BEGIN TEXT PASSAGE
# Confidence intervals

* Confidence intervals regardless of sample size (Student $t$ distribution).
* Confidence intervals for proportions.
* Useful Jupyter tool: the slider.

In [1]:
import scipy.stats
import numpy as np
import pandas as pd
import matplotlib.pyplot as plt
from ipywidgets import interact,fixed,IntSlider
import ipywidgets

## Student $t$ distribution

When our sample size $n$ is small, the sample mean $\bar x$ is normal only if the population is normal. So unless we can assume that our population is normally distributed, we can make no progress anyway.

But even then, $s$ is no longer a good estimator for $\sigma$. For small $n$, $s/\sqrt{n}$ underestimates the true variation of $\bar x$, and to correct our formula, we need to replace the normal distribution with the Student $t$ distribution. 

In practice, a tabled standard $t$ distribution, works very much like a tabled normal distribution.
* First we convert $\bar x$ into a $z$ or $t$ value, and the conversion is actually the same, the difference lies in which distribution are we planning to use: normal ($z$-value) or Student $t$ ($t$-value).
* Then we can find the CDF in our table. The CDF is the area to the left of $z$ or $t$.

But, but, but ...
1. A Student $t$ distribution depends on $n$, so we need a table for each $n$ (or equivalently each $df$).
2. Normally, we want the inverse function of the CDF, that is, we know the propability - in confidence interval language the area $\alpha/2$ - and we would like to find the corresponding $z$ or $t$ value. To compute the inverse of the CDF with a table, we work the table "backwards". However, we can, of course, tabulate the inverse function, and Fig. 7.1.6 lists results for some frequently needed values of $\alpha$.

### Task

Make sure you understand that Fig 7.1.5 lists the CDF of a normal distribution, while Fig. 7.1.6 lists the inverse of the Student $t$ distribution with the limiting nomal distribution in the last line ($df=\infty$ line). Identify all entries in the $df=\infty$ line in Fig 7.1.5.

## Names of functions you already know.

First of all, for the time being let's stick to *standard* functions: *Standard* implies a mean of $0$ and a standard deviation of $1$. For example, a standard normal distribution or a standard Student $t$ distribution. Instead of $X$ and $x$, we use either $Z$ and $z$ or $T$ or $t$ to indicate that we deal with a standard normal or standard $t$ distribution. 

We already used a CDF table as in Fig 7.1.5 in various examples. In general, a CDF is a function that takes an $x$, $z$, or $t$ value as input, and returns the probability to the left of that value, in other words, the left area: $P_{left} = \mathrm{CDF}(z)$.
END TEXT PASSAGE
> [GIVEN REQUEST A]
Reproduce the lines of the records word for word, starting with the line containing "Would you mind pointing to the folded" and going on through the final line of the records.
The text and the records bear no relation to each other.
BEGIN DATA SUPPLIED
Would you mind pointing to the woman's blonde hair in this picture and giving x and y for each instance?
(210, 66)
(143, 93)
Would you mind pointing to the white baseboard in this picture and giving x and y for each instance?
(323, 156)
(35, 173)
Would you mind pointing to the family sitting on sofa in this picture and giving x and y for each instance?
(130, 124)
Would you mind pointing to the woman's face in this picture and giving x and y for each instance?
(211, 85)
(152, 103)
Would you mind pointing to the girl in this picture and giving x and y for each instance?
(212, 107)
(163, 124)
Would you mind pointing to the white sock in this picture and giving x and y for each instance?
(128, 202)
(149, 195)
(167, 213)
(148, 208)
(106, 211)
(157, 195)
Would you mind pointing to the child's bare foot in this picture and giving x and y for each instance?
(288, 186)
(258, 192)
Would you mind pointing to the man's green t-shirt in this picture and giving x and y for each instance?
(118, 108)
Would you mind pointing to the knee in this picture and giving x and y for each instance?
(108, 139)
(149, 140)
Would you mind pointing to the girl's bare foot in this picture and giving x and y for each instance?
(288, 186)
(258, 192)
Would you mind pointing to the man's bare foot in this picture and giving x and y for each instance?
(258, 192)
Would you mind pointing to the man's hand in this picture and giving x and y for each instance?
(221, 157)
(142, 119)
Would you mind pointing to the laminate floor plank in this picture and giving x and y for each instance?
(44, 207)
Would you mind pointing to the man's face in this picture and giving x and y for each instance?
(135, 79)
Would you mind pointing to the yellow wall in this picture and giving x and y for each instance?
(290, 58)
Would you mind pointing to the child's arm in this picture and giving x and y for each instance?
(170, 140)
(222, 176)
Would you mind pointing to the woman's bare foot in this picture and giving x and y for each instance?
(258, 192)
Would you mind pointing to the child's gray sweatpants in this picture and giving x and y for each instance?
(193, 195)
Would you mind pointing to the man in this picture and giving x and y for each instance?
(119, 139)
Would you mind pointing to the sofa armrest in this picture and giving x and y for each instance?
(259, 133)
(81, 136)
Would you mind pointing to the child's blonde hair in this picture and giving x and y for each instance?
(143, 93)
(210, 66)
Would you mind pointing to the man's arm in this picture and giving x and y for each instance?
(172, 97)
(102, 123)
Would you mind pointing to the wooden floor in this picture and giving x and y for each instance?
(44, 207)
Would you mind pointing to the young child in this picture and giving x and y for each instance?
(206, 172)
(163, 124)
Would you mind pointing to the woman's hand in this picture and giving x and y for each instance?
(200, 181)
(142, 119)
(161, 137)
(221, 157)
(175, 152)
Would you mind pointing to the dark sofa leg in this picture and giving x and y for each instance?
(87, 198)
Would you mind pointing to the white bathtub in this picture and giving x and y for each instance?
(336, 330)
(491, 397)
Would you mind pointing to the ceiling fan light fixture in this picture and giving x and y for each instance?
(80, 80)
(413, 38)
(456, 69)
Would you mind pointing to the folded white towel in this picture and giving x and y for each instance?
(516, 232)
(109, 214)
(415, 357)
END DATA SUPPLIED
> [GIVEN REQUEST B]
Continue the text on confidence intervals and the Student $t$ distribution, picking up after its last sentence.

> [FINAL ANSWER A]
Would you mind pointing to the folded white towel in this picture and giving x and y for each instance?
(516, 232)
(109, 214)
(415, 357)

> [FINAL ANSWER B]
In addition, we used three related functions without giving them an explicit name:
1. The probability or area to the right of $z$: $P_{right}=1 - \mathrm{CDF}(z)$.
2. The inverse of the CDF: A function that takes the left area as an input and returns the corresponding $z$ or $t$ value.
3. The inverse of $1-\mathrm{CDF}$: A function that takes the right area as an input and returns the corresponding $z$ or $t$ value.

These four functions are closely related, and when practicing with a normal distribution we saw that the table codes both the CDF (working the table "forward") and its inverse (working the table "backward"), and that the left area functions can be computed using "left area plus right area equals $1$".

Still, you will not be surprised to hear that all four functions have names, and that you the names come in handy for understanding the literature and for calling Python functions.
1. The right probability is called *survival function* $\mathrm{SF} = 1 - \mathrm{CDF}$. 
2. The inverse of the CDF is called *percent point function*, PPF. For example, for a normal distribution, PPF($0.1$) will give you the $z$-value of the $10$%-ile. 
3. The inverse of the survival function has no specical name but is abivated ISF. For example, ISF($0.1$) looks for a right tail containg $10$%, the $90$%-ile.

### `scipy` implementation

A RV having a normal distribution: `rv=scipy.stats.norm`

A RV having a Student $t$ distribution: `rv=scipy.stats.t`

The four functions:

Function| Normal | Student t |
---|---|---|
CDF | `rv.cdf(z)` | `rv.cdf(t, df)`
SF  | `rv.sf(z)` | `rv.sf(t, df)`
PPF | `rv.ppf(P_left)` | `rv.ppf(P_left, df)`
ISF | `rv.isf(P_right)` | `rv.isf(P_right, df)`

As you can see, straightforward if you know the names.

Now we are ready to compute a confidence interval.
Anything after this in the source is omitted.